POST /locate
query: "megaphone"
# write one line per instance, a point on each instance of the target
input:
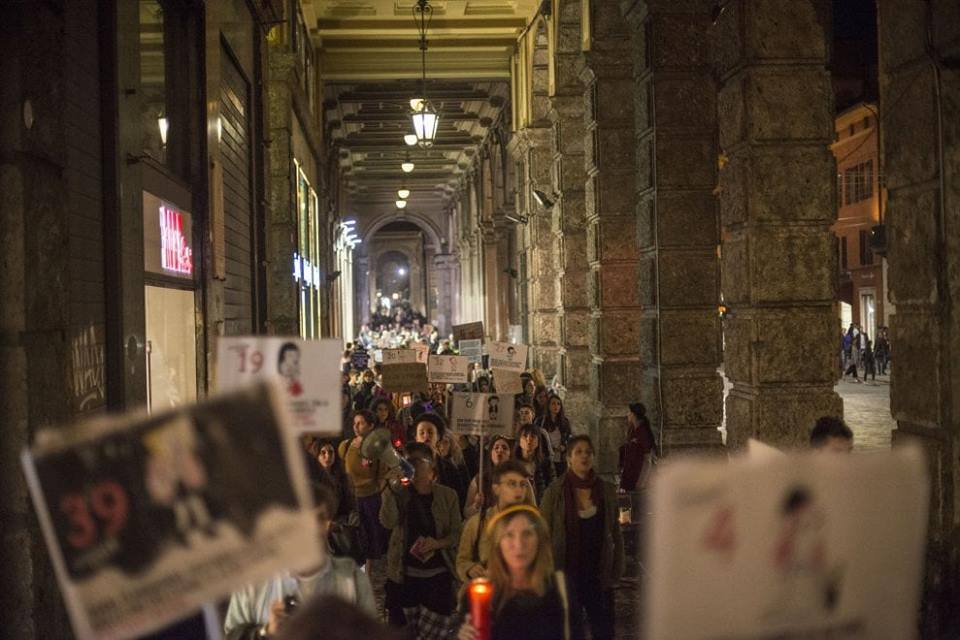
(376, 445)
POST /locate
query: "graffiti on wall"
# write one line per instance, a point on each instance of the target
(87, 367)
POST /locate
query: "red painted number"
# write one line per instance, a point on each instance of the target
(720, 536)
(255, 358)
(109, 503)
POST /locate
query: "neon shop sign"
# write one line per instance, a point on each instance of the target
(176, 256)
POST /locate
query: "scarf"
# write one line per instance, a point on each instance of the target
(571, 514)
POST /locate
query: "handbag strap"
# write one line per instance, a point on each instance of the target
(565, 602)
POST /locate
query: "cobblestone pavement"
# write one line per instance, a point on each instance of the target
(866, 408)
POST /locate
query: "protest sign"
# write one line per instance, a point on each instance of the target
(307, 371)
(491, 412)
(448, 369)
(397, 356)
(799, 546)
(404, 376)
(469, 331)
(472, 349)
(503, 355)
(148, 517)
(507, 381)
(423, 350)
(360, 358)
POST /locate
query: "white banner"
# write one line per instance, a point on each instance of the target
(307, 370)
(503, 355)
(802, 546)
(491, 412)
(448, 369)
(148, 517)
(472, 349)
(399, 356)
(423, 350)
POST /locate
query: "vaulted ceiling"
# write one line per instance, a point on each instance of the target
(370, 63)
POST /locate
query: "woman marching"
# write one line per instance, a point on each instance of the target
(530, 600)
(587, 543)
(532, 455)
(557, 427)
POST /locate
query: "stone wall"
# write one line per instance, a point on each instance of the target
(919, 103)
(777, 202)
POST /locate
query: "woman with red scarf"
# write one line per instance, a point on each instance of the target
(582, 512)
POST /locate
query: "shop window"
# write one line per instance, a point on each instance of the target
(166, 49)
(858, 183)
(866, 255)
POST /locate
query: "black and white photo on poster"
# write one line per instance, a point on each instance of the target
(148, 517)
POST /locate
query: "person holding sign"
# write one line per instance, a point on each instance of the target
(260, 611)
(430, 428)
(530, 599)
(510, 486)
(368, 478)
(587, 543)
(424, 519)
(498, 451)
= = = = = = =
◆ Challenge: Pull out every line in the items above that contains the word "white".

◆ Finished exercise:
query: "white banner"
query: "black and white photo on poster"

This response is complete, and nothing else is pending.